*Task item*
Copy the records word for word, omitting all pictures.

Text-to-region grounding data

# # # # #

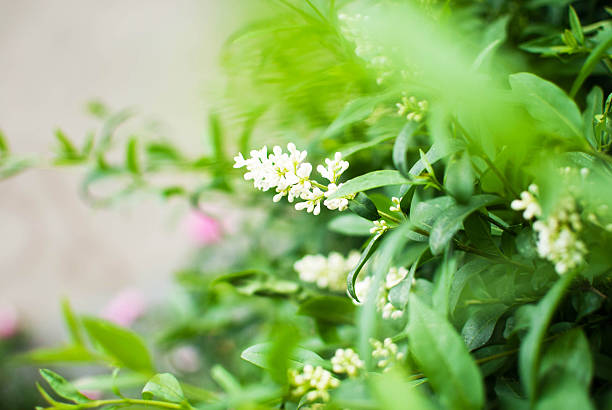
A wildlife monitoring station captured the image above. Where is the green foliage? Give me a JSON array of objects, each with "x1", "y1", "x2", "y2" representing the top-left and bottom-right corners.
[{"x1": 6, "y1": 0, "x2": 612, "y2": 409}]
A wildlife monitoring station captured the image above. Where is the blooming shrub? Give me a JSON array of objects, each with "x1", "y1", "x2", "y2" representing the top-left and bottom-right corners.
[{"x1": 2, "y1": 0, "x2": 612, "y2": 409}]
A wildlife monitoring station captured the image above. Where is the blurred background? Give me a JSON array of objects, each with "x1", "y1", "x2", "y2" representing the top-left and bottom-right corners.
[{"x1": 0, "y1": 0, "x2": 238, "y2": 344}]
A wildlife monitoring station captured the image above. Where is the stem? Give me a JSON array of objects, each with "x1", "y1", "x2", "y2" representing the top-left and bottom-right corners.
[
  {"x1": 72, "y1": 398, "x2": 185, "y2": 409},
  {"x1": 377, "y1": 210, "x2": 402, "y2": 224},
  {"x1": 479, "y1": 211, "x2": 515, "y2": 236}
]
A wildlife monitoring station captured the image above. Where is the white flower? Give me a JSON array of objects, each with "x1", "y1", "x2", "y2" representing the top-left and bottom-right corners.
[
  {"x1": 511, "y1": 184, "x2": 541, "y2": 220},
  {"x1": 389, "y1": 197, "x2": 401, "y2": 212},
  {"x1": 370, "y1": 219, "x2": 390, "y2": 235},
  {"x1": 289, "y1": 365, "x2": 339, "y2": 403},
  {"x1": 323, "y1": 183, "x2": 351, "y2": 211},
  {"x1": 533, "y1": 197, "x2": 586, "y2": 275},
  {"x1": 331, "y1": 348, "x2": 364, "y2": 378},
  {"x1": 295, "y1": 187, "x2": 325, "y2": 216},
  {"x1": 385, "y1": 266, "x2": 408, "y2": 289},
  {"x1": 294, "y1": 251, "x2": 361, "y2": 292},
  {"x1": 354, "y1": 276, "x2": 372, "y2": 304},
  {"x1": 317, "y1": 152, "x2": 349, "y2": 183}
]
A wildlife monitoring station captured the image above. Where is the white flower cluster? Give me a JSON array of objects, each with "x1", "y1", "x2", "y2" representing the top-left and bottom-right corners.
[
  {"x1": 512, "y1": 185, "x2": 586, "y2": 275},
  {"x1": 289, "y1": 365, "x2": 339, "y2": 403},
  {"x1": 396, "y1": 96, "x2": 428, "y2": 122},
  {"x1": 389, "y1": 196, "x2": 402, "y2": 212},
  {"x1": 370, "y1": 338, "x2": 405, "y2": 371},
  {"x1": 294, "y1": 251, "x2": 361, "y2": 292},
  {"x1": 511, "y1": 184, "x2": 541, "y2": 220},
  {"x1": 234, "y1": 144, "x2": 352, "y2": 216},
  {"x1": 370, "y1": 219, "x2": 390, "y2": 235},
  {"x1": 331, "y1": 348, "x2": 364, "y2": 378},
  {"x1": 354, "y1": 266, "x2": 410, "y2": 320}
]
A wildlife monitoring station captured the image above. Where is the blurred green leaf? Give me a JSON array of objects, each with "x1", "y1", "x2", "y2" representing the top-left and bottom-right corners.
[
  {"x1": 328, "y1": 214, "x2": 373, "y2": 236},
  {"x1": 519, "y1": 271, "x2": 578, "y2": 403},
  {"x1": 240, "y1": 343, "x2": 328, "y2": 370},
  {"x1": 298, "y1": 296, "x2": 356, "y2": 324},
  {"x1": 82, "y1": 317, "x2": 154, "y2": 374},
  {"x1": 570, "y1": 29, "x2": 612, "y2": 98},
  {"x1": 444, "y1": 151, "x2": 474, "y2": 204},
  {"x1": 61, "y1": 298, "x2": 84, "y2": 346},
  {"x1": 393, "y1": 122, "x2": 420, "y2": 178},
  {"x1": 142, "y1": 373, "x2": 186, "y2": 403},
  {"x1": 408, "y1": 295, "x2": 484, "y2": 410},
  {"x1": 40, "y1": 369, "x2": 91, "y2": 404},
  {"x1": 125, "y1": 137, "x2": 141, "y2": 174},
  {"x1": 509, "y1": 73, "x2": 583, "y2": 141}
]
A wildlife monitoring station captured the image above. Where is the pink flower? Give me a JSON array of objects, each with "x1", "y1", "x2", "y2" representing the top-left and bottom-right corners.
[
  {"x1": 80, "y1": 390, "x2": 102, "y2": 400},
  {"x1": 186, "y1": 210, "x2": 222, "y2": 245},
  {"x1": 101, "y1": 289, "x2": 146, "y2": 327},
  {"x1": 0, "y1": 304, "x2": 18, "y2": 340}
]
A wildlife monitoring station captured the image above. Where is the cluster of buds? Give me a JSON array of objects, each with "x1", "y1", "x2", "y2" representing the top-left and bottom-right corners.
[
  {"x1": 234, "y1": 144, "x2": 353, "y2": 216},
  {"x1": 331, "y1": 348, "x2": 364, "y2": 378},
  {"x1": 288, "y1": 365, "x2": 339, "y2": 403},
  {"x1": 396, "y1": 96, "x2": 428, "y2": 122},
  {"x1": 370, "y1": 338, "x2": 405, "y2": 371}
]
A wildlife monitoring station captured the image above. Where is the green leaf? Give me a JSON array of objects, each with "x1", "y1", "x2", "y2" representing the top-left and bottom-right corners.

# # # # #

*Task output*
A wildlife monitoring station captured the image above. Where is the green foliage? Give me a JSON array of objects, each with "x1", "y1", "x2", "y2" representing the top-left and bottom-right corners.
[{"x1": 6, "y1": 0, "x2": 612, "y2": 409}]
A wildlife monitoring station captured the image above. Where is the blooming shrub? Give me a JSON array of objects, each with "x1", "y1", "x2", "y2" representing the top-left and bottom-right corners.
[{"x1": 2, "y1": 0, "x2": 612, "y2": 409}]
A wildlife monitoring station captured the image above. Where is the blurred background? Give me a JSON array of objects, each with "x1", "y1", "x2", "y2" representing the top-left and bottom-right corners.
[{"x1": 0, "y1": 0, "x2": 238, "y2": 344}]
A wildlife monitoring station captured the image above. Where is the stem? Give me a JSON array of objects, each with "x1", "y1", "x2", "y2" representing the top-left and bottom-right corners.
[
  {"x1": 72, "y1": 398, "x2": 185, "y2": 409},
  {"x1": 377, "y1": 210, "x2": 402, "y2": 224},
  {"x1": 479, "y1": 211, "x2": 515, "y2": 236}
]
A wildlife monitoring station captured the image above. Where is the white flower? Give me a JSON array of objects, each with "x1", "y1", "x2", "y2" representing the top-left and bottom-right corners.
[
  {"x1": 511, "y1": 184, "x2": 541, "y2": 220},
  {"x1": 389, "y1": 197, "x2": 401, "y2": 212},
  {"x1": 370, "y1": 219, "x2": 390, "y2": 235},
  {"x1": 289, "y1": 365, "x2": 339, "y2": 403},
  {"x1": 323, "y1": 183, "x2": 351, "y2": 211},
  {"x1": 533, "y1": 197, "x2": 586, "y2": 275},
  {"x1": 331, "y1": 348, "x2": 364, "y2": 378},
  {"x1": 295, "y1": 187, "x2": 325, "y2": 216},
  {"x1": 385, "y1": 266, "x2": 408, "y2": 289},
  {"x1": 294, "y1": 251, "x2": 361, "y2": 292},
  {"x1": 354, "y1": 276, "x2": 372, "y2": 304},
  {"x1": 317, "y1": 152, "x2": 349, "y2": 183}
]
A wildlife monitoring station captured the image above. Where is the white flower cluster? Give me a JSON array of objects, each with "x1", "y1", "x2", "y2" representing the top-left and bottom-right corners.
[
  {"x1": 512, "y1": 185, "x2": 586, "y2": 275},
  {"x1": 289, "y1": 365, "x2": 339, "y2": 403},
  {"x1": 396, "y1": 96, "x2": 428, "y2": 122},
  {"x1": 389, "y1": 196, "x2": 402, "y2": 212},
  {"x1": 370, "y1": 338, "x2": 405, "y2": 371},
  {"x1": 294, "y1": 251, "x2": 361, "y2": 292},
  {"x1": 511, "y1": 184, "x2": 541, "y2": 220},
  {"x1": 234, "y1": 144, "x2": 352, "y2": 216},
  {"x1": 370, "y1": 219, "x2": 390, "y2": 235},
  {"x1": 331, "y1": 348, "x2": 364, "y2": 378},
  {"x1": 354, "y1": 266, "x2": 410, "y2": 320}
]
A wildlife monitoring station captured the image above. Where is the blurred green leaf? Give me a JSON array of objects, each with "x1", "y1", "x2", "y2" representing the top-left and bottom-right corners.
[
  {"x1": 328, "y1": 214, "x2": 373, "y2": 236},
  {"x1": 519, "y1": 271, "x2": 578, "y2": 403},
  {"x1": 240, "y1": 343, "x2": 328, "y2": 370},
  {"x1": 298, "y1": 296, "x2": 356, "y2": 324},
  {"x1": 82, "y1": 317, "x2": 154, "y2": 374},
  {"x1": 570, "y1": 29, "x2": 612, "y2": 98},
  {"x1": 444, "y1": 151, "x2": 474, "y2": 204},
  {"x1": 61, "y1": 298, "x2": 84, "y2": 346},
  {"x1": 393, "y1": 122, "x2": 420, "y2": 178},
  {"x1": 142, "y1": 373, "x2": 186, "y2": 403},
  {"x1": 408, "y1": 295, "x2": 484, "y2": 410},
  {"x1": 40, "y1": 369, "x2": 91, "y2": 404},
  {"x1": 125, "y1": 137, "x2": 141, "y2": 174},
  {"x1": 509, "y1": 73, "x2": 583, "y2": 141}
]
A wildlife monitoring station captured the image above. Where is the pink flower? Give me a JSON array of objects, each with "x1", "y1", "x2", "y2" representing the top-left and bottom-right corners.
[
  {"x1": 80, "y1": 390, "x2": 102, "y2": 400},
  {"x1": 186, "y1": 210, "x2": 222, "y2": 245},
  {"x1": 101, "y1": 289, "x2": 146, "y2": 327},
  {"x1": 0, "y1": 304, "x2": 18, "y2": 340}
]
A wildlife monitoring station captured the image above. Where is the cluster of buds? Give me a JSON array of objects, each with "x1", "y1", "x2", "y2" representing the top-left and bottom-right corners.
[
  {"x1": 234, "y1": 144, "x2": 353, "y2": 216},
  {"x1": 331, "y1": 348, "x2": 364, "y2": 378},
  {"x1": 288, "y1": 365, "x2": 339, "y2": 403},
  {"x1": 396, "y1": 96, "x2": 428, "y2": 122},
  {"x1": 370, "y1": 338, "x2": 405, "y2": 371}
]
A wildlife monitoring station captured the image above. Where is the green leaf? Give me a JSON array of objects, each with "x1", "y1", "x2", "y2" representing the top-left and bottom-right corners.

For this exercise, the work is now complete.